• List of tasks:
a) Reproduce the passage on Maple River Township word for word, starting at "- Brutus is" and ending at "(0.42%) is water.".
b) Answer these questions using the passage on Maple River Township:
(i) From where did the Mennonite settlers who arrived in 1883 come?
(ii) What is the township's total area?
(iii) How many households did the 2000 census count in the township?
c) Resume the passage on Maple River Township, picking up directly after its final sentence.

Maple River Township is a civil township of Emmet County in the U.S. state of Michigan. The population was 1,295 at the 2020 census. Mennonite settlers from Waterloo County, Ontario arrived in Maple River in 1883.

==Communities==
- The village of Pellston is partially located in the township on the boundary with adjacent McKinley Township.
- Brutus is an unincorporated community and census-designated place in the township on U.S. Highway 31 at . It is about 4 mi south of Pellston and 3 mi north of Alanson. It was established with the building of an inn called the Brutus House in 1874.

==Geography==
According to the United States Census Bureau, the township has a total area of 35.47 sqmi, of which 35.32 sqmi is land and 0.15 sqmi (0.42%) is water.

===Climate===
This climatic region has large seasonal temperature differences, with warm to hot (and often humid) summers and cold (sometimes severely cold) winters. According to the Köppen Climate Classification system, Maple River Township has a humid continental climate, abbreviated "Dfb" on climate maps.

==Demographics==
As of the census of 2000, there were 1,232 people, 434 households, and 352 families residing in the township. The population density was 34.9 PD/sqmi. There were 533 housing units at an average density of 15.1 /sqmi. The racial makeup of the township was 94.64% White, 2.84% Native American, 0.08% Asian, 0.16% Pacific Islander, and 2.27% from two or more races. Hispanic or Latino of any race were 0.81% of the population.

• Information supplied:

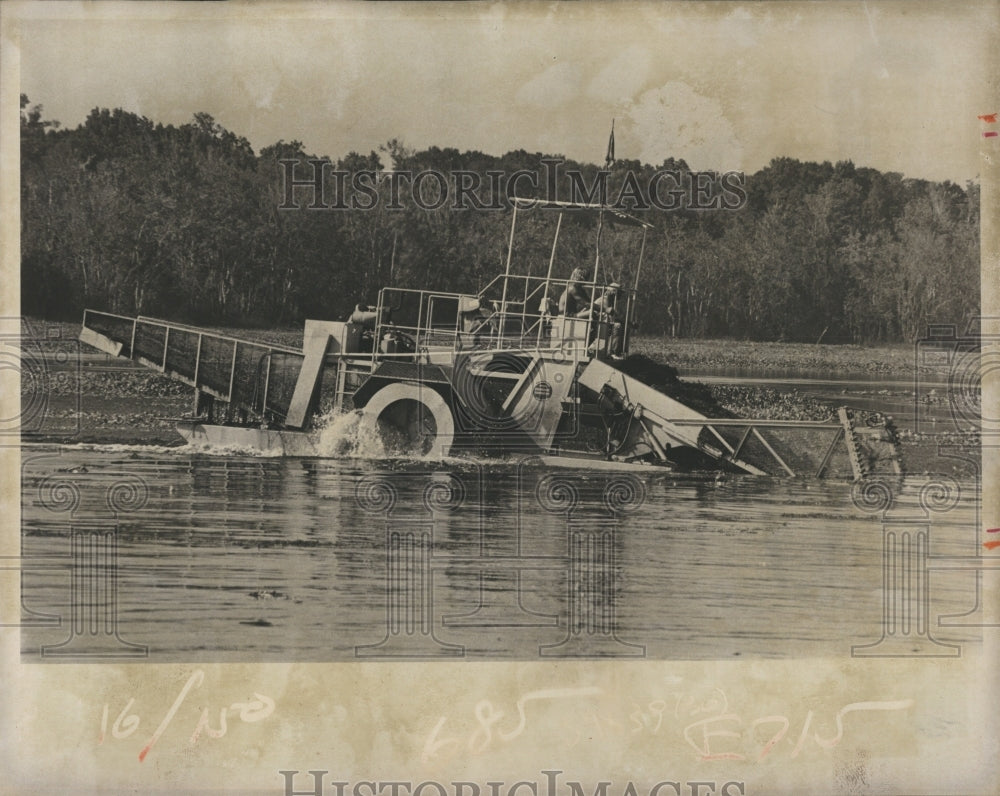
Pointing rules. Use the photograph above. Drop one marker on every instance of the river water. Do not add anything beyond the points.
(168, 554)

--

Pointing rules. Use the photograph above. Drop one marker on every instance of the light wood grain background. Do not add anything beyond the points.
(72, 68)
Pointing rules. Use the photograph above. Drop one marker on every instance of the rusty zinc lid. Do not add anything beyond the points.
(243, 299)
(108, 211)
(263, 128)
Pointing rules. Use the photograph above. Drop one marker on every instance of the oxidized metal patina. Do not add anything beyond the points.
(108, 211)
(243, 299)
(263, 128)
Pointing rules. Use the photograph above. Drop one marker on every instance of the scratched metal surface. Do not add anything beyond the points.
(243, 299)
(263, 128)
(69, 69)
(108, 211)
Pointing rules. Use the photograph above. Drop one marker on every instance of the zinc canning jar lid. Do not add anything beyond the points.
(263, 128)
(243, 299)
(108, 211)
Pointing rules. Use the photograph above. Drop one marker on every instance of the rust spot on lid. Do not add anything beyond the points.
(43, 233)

• Task results:
a)
- Brutus is an unincorporated community and census-designated place in the township on U.S. Highway 31 at . It is about 4 mi south of Pellston and 3 mi north of Alanson. It was established with the building of an inn called the Brutus House in 1874.

==Geography==
According to the United States Census Bureau, the township has a total area of 35.47 sqmi, of which 35.32 sqmi is land and 0.15 sqmi (0.42%) is water.

b)
(i) Waterloo County, Ontario
(ii) 35.47 sqmi
(iii) 434

c)
There were 434 households, out of which 38.7% had children under the age of 18 living with them, 70.5% were married couples living together, 5.5% had a female householder with no husband present, and 18.7% were non-families. 12.9% of all households were made up of individuals, and 4.4% had someone living alone who was 65 years of age or older. The average household size was 2.84 and the average family size was 3.09.

In the township the population was spread out, with 29.1% under the age of 18, 7.4% from 18 to 24, 29.5% from 25 to 44, 23.4% from 45 to 64, and 10.6% who were 65 years of age or older. The median age was 35 years. For every 100 females, there were 107.8 males. For every 100 females age 18 and over, there were 103.7 males.

The median income for a household in the township was $40,270, and the median income for a family was $41,250. Males had a median income of $27,452 versus $21,750 for females. The per capita income for the township was $16,765. About 5.1% of families and 5.9% of the population were below the poverty line, including 5.8% of those under age 18 and 9.9% of those age 65 or over.